### TASK ITEM:
From first line to last, retype the data exactly.

### DATASET CONTENT:
------------------------------------
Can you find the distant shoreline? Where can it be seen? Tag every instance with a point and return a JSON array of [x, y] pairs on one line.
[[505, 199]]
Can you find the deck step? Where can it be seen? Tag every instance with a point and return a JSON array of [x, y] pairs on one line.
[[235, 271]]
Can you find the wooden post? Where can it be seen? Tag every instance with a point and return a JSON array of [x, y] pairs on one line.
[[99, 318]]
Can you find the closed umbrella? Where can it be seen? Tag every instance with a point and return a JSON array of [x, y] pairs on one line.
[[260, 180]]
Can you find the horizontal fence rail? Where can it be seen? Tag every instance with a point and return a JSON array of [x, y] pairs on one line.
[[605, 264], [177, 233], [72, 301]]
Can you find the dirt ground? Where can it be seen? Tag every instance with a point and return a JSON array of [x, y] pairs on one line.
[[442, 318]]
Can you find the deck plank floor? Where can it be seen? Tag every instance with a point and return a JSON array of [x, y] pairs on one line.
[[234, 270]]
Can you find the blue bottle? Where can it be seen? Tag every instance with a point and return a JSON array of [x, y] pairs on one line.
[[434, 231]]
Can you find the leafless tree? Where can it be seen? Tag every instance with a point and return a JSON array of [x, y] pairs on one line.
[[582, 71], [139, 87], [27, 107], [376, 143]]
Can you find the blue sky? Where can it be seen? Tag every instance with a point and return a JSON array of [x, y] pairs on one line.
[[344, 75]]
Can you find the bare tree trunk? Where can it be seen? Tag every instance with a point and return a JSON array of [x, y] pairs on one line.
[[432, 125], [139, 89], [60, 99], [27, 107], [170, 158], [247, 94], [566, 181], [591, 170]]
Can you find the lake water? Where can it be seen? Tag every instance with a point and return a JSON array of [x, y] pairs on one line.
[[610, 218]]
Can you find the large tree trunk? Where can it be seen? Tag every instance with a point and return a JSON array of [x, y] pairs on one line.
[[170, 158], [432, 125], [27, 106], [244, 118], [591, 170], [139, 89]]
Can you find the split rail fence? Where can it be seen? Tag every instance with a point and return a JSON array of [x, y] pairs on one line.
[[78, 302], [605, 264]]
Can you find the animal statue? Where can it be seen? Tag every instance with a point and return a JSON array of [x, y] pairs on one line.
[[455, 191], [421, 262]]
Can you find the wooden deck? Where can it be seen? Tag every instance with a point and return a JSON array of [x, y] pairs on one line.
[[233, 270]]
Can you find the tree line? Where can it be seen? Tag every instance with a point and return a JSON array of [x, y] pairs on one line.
------------------------------------
### ANSWER BOX:
Can you find the distant shoreline? Where can it be seen? Tag every instance with a point and return a JSON array of [x, y] pairs on one line.
[[505, 199]]
Can you find the deck step? Where can it be seen? Tag every instance with a point and return a JSON array of [x, y] pairs on one line.
[[235, 271]]
Can you find the wooden post? Where can it be seen? Tag every instance with a point and return a JSON array of [x, y] pairs on one line.
[[99, 318]]
Can you find the closed umbrella? Where can it be seen? Tag every instance with a point and return a JSON array of [x, y] pairs on one line.
[[260, 180]]
Can you find the horizontal fence rail? Where can it be seen? Tag every instance with a point and return a JSON array of [x, y] pairs on one line.
[[605, 264], [177, 233], [72, 301]]
Can you find the dirt ground? Where can it be seen? Tag every instance with a point and return a JSON array of [x, y] pairs on one line.
[[442, 318]]
Can you find the deck plank floor? Where can it be seen? Tag every instance with a point and return a JSON array of [x, y] pairs on one line.
[[234, 270]]
Can you find the blue bottle? Where can it be seen? Tag every instance with a point and return a JSON array of [x, y] pairs on one line.
[[434, 231]]
Can you find the leafless tree? Where can it be seen? Tag every instance with a point and return a JSON array of [x, y] pairs on one line.
[[582, 71], [139, 87], [27, 107], [376, 143]]
Can you find the blue sky? Where can it be seen? Tag every instance with a point and return a JSON array of [x, y] pairs on one line.
[[344, 75]]
Can you find the bare tree trunk? Where can it be seen? Tag every instance with a point and return a JSON array of [x, y] pairs on one line.
[[432, 125], [139, 89], [60, 99], [27, 107], [170, 158], [247, 94], [566, 181], [591, 170]]
Can you find the lake water? Where can it be seen? Tag every instance with a point and return a JSON array of [x, y] pairs on one line.
[[610, 218]]
Can you find the large tree trunk? Where can it be seen? Tag every instance with a point and return a JSON array of [x, y] pairs on one line.
[[170, 158], [432, 125], [27, 106], [244, 118], [591, 170], [139, 89]]
Can you find the split rail fence? Where can it be seen? Tag every instance with a point and return a JSON array of [x, y] pairs on one line.
[[78, 302], [605, 264]]
Can you find the animal statue? Where can it be seen? Tag every instance with a point and return a JSON array of [x, y] pairs on one line.
[[455, 191], [421, 262]]
Can you find the wooden deck? Where can it be seen? Tag every instance with a point and return a JSON array of [x, y] pairs on one line.
[[233, 270]]
Can you find the tree line? Where can it be seen? Tag every instance with a point and return a JSON array of [x, y] pairs on one line.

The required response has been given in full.